* **Selected extract**
Subordinated Debt—Selling Shareholder

 

On September 22, 2003, in connection with the Alpha acquisition, the Company repaid all of the outstanding subordinated debt—selling shareholder (approximately $6.1 million carrying value at time of repayment) for $4.5 million, recognizing a gain of approximately $1.6 million.

 

Senior Notes

 

On September 22, 2003, in connection with the Alpha acquisition, the Company completed a private offering of $175.0 million 11 1/4% Senior Notes due October 15, 2010. The proceeds of the private offering were used to finance the Alpha acquisition, repay existing indebtedness of the Company and Alpha, and to pay related fees and expenses. The Senior Notes are guaranteed on a senior unsecured basis by all existing and future material domestic subsidiaries, and pay interest semi-annually in arrears on April 15 and October 15 of each year. The indenture governing the Senior Notes contains customary affirmative and negative covenants which, among other things, limit the Company’s ability to incur additional indebtedness, pay dividends, merge or consolidate, or otherwise sell or dispose of substantially all of the Company’s assets. The occurrence of certain of these events may accelerate required repayment of the notes.

* **Tasks to complete**
[1] According to the excerpt on the Company's debt, on which two dates each year do the Senior Notes pay interest?
[2] Extend the excerpt on the Company's subordinated debt and Senior Notes beyond its final sentence.

* **Supplied entries**
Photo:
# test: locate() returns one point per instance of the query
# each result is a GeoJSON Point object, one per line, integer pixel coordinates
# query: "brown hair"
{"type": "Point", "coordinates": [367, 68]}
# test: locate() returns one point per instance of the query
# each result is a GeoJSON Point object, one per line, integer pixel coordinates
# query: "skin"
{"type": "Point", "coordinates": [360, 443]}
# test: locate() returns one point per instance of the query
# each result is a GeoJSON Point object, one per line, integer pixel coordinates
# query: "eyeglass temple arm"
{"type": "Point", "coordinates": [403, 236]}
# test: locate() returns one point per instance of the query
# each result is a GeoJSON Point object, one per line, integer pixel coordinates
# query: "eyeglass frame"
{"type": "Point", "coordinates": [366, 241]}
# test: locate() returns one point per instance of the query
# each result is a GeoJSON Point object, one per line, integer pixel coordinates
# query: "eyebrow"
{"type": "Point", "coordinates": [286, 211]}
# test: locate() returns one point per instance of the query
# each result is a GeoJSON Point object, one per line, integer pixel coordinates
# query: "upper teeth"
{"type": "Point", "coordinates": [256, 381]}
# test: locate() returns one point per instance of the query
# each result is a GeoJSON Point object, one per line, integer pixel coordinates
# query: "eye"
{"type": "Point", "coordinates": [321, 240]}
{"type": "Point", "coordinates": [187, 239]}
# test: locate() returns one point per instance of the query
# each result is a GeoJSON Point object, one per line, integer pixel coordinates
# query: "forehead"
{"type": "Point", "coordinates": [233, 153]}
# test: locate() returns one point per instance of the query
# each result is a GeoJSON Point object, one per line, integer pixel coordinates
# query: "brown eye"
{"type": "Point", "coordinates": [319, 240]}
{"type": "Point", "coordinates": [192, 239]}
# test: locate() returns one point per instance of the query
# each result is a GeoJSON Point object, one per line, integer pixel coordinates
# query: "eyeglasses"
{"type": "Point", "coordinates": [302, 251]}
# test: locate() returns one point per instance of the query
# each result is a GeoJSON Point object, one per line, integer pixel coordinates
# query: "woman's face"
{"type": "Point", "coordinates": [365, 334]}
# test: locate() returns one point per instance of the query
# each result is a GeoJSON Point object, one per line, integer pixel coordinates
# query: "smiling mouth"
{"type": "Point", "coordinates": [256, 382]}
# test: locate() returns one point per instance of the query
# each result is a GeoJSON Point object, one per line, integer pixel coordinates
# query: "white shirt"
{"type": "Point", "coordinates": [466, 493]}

* **Results for each task**
[1] April 15 and October 15

[2]
 

Interest rate swaps

 

As a condition of prior revolving credit facility, the Company was required to enter into interest rate protection agreements (“swaps”) which survived to the new Revolving Credit Facility. The Company does not use derivatives for speculative purposes.

 

The Company had outstanding interest rate swap agreements with a commercial bank as follows:

 

     Notional Amounts

     March 31,
2004


   December 31,
2003


     (in thousands)

Maturity—May 2005

   $ 20,000    $ 20,000

Maturity—October 2008

     10,000      10,000
    

  

     $ 30,000    $ 30,000
    

  

 

The Company is exposed to credit loss in the event of nonperformance by the counter party. The Company does not anticipate nonperformance to be likely.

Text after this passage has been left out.